__Stated task__
Identify every line of the items below that contains the word "outstretched", and copy each of those lines.

Coordinate labeling data:
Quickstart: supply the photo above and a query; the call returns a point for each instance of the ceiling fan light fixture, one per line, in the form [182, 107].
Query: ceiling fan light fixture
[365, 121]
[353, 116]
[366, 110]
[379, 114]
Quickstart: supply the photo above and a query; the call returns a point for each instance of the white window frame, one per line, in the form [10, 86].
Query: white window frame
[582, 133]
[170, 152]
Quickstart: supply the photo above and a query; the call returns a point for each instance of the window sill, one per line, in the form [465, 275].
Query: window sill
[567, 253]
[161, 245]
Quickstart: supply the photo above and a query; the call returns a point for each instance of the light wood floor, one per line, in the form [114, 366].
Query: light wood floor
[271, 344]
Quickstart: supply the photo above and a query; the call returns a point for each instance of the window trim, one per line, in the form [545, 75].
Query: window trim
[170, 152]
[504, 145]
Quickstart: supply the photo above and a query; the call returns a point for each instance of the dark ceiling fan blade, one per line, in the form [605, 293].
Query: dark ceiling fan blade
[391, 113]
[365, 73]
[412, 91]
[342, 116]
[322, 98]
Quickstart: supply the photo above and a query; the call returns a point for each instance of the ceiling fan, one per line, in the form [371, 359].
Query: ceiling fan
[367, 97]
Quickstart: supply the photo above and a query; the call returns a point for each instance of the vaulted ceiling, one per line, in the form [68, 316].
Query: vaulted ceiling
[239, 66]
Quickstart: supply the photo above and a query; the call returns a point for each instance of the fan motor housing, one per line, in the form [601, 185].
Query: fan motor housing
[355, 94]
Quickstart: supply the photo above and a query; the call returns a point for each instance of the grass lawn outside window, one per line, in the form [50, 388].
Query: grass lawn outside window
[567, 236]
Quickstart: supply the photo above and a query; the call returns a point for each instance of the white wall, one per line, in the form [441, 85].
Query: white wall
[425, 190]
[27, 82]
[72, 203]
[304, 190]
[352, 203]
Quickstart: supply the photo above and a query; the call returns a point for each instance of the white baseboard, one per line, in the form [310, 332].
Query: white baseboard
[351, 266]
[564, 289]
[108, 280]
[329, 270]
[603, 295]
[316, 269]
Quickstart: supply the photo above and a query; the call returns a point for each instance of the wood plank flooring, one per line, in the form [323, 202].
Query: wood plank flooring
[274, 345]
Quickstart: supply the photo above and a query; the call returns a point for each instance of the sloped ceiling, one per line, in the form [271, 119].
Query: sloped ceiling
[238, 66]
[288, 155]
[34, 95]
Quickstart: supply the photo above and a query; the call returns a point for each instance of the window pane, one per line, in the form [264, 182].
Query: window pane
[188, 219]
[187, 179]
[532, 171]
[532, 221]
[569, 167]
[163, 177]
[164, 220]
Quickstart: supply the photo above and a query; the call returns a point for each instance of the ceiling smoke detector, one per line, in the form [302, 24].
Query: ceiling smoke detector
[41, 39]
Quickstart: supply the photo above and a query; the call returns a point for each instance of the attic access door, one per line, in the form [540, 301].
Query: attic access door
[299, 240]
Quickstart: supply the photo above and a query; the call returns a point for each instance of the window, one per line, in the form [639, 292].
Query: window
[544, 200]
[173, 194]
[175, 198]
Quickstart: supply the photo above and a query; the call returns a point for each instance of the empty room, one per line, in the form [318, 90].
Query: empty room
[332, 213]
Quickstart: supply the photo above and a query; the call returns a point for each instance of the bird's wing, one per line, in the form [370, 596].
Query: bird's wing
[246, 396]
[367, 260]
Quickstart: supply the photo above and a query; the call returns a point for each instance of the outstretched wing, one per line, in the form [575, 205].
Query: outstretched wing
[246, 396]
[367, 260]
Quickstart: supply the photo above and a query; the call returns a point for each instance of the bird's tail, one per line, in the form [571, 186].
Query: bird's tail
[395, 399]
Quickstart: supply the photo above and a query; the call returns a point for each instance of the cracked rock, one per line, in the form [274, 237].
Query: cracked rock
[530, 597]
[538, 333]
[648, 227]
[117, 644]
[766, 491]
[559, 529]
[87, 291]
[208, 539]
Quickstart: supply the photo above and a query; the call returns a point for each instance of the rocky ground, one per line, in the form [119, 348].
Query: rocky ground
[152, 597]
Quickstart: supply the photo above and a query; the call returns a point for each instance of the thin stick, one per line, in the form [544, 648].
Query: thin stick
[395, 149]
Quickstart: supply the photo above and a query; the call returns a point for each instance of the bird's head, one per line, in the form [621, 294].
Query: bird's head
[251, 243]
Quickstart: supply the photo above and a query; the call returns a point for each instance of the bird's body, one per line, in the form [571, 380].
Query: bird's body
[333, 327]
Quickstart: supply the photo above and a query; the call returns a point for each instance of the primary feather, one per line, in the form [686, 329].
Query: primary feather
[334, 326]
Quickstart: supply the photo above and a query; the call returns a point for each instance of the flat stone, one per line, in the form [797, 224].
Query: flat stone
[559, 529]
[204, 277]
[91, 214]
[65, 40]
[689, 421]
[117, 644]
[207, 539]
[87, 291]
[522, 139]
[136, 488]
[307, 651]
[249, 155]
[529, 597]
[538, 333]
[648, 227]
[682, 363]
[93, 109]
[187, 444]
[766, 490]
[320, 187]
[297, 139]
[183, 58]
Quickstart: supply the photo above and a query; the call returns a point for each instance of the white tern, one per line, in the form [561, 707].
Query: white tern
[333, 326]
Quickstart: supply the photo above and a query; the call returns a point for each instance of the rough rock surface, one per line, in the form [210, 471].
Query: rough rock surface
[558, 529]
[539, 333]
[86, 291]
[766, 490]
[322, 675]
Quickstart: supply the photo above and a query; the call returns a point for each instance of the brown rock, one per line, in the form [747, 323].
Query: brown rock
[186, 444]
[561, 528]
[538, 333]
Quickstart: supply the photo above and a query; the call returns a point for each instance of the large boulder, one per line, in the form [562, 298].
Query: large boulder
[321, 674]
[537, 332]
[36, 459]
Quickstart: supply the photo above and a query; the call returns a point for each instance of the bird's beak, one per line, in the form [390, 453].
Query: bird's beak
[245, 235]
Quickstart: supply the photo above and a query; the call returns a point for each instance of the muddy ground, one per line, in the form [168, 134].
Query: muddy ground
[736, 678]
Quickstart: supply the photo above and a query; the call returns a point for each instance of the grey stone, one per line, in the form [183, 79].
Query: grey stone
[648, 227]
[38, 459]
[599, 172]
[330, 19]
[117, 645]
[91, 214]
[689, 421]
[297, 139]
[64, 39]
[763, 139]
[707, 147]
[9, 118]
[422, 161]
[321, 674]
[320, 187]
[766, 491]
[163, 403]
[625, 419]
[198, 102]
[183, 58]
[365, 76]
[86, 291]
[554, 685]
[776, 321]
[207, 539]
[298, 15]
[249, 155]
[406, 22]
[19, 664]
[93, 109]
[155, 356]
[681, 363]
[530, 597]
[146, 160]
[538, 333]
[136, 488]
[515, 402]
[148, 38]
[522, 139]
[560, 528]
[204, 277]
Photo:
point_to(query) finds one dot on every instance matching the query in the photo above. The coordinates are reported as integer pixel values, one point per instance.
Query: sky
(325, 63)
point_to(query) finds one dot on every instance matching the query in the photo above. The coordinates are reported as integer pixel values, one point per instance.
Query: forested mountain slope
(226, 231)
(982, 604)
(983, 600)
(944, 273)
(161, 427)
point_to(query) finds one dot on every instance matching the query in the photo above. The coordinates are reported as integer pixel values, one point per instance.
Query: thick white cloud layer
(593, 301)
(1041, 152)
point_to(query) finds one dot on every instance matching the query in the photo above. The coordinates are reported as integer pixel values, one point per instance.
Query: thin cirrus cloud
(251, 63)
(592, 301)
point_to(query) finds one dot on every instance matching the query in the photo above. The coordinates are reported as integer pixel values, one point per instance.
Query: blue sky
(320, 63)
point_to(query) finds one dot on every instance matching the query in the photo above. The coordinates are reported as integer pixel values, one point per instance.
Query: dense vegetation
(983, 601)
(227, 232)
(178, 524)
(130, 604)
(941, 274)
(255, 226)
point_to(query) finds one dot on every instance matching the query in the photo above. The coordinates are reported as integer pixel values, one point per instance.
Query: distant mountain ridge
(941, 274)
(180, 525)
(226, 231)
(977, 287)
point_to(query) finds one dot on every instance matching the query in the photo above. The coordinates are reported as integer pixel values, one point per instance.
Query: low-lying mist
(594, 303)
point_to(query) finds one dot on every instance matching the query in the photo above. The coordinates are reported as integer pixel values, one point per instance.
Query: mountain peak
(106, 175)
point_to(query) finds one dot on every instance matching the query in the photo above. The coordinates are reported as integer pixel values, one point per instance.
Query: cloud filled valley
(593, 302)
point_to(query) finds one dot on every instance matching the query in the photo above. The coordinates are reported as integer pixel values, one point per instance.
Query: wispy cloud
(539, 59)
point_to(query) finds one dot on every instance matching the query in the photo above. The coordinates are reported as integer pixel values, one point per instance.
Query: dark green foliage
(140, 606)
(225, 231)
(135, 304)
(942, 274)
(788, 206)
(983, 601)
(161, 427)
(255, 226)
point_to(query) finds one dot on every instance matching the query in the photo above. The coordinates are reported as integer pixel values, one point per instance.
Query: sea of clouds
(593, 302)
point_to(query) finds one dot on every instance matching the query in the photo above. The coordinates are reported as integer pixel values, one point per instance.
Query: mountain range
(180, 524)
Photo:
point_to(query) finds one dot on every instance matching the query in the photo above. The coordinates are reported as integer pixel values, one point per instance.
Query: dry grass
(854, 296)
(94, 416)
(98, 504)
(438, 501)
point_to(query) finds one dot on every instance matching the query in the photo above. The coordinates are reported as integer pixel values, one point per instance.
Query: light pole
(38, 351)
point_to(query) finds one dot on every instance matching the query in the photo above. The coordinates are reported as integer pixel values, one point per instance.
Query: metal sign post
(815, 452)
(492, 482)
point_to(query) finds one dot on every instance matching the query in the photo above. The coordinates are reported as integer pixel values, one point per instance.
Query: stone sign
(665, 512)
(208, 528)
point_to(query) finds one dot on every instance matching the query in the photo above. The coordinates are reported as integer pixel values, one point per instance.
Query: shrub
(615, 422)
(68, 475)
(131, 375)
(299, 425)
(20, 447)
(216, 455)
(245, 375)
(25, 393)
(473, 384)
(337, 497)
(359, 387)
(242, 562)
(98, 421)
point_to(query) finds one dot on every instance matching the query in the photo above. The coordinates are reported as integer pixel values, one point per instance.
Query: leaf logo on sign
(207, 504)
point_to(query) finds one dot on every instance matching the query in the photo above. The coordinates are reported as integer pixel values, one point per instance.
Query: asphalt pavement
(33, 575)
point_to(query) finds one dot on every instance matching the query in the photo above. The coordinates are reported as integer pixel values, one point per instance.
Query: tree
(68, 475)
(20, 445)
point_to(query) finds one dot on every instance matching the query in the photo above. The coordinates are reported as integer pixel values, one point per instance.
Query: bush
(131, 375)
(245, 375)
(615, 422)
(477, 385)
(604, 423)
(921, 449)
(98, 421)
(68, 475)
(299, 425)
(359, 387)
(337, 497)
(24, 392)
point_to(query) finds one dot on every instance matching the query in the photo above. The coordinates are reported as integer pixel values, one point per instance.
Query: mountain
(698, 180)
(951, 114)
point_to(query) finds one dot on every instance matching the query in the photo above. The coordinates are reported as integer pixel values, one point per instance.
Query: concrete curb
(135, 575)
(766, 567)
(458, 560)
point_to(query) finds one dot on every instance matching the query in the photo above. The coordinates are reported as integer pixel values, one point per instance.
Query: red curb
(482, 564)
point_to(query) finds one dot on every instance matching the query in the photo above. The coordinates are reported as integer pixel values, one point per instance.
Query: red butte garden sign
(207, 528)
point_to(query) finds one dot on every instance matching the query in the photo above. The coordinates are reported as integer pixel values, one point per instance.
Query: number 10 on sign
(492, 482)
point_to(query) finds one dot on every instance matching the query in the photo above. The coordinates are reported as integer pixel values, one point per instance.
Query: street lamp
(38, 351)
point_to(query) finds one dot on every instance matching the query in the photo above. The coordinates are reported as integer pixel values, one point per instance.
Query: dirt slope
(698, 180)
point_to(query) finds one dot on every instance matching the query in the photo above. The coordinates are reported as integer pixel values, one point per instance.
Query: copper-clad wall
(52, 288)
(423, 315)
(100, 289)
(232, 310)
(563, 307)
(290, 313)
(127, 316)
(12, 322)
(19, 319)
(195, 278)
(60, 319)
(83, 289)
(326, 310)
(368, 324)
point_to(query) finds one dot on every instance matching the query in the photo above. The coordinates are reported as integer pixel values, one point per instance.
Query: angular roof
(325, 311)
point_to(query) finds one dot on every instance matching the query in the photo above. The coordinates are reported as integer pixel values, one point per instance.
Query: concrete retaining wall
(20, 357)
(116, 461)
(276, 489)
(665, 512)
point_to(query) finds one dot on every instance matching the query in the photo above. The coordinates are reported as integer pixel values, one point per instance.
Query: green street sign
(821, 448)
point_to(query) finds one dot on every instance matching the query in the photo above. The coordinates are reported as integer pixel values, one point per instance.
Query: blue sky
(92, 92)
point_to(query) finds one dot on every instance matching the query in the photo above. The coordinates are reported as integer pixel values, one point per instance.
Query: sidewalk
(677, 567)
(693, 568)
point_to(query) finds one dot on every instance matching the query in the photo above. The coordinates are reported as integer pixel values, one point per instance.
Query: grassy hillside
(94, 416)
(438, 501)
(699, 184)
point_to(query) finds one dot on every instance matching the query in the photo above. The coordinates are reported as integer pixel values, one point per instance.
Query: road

__Reply to the task__
Quickstart: supply the photo above and a query; the call returns a point for each instance of the outstretched wing, one per line, in the form [575, 205].
Query: outstretched wing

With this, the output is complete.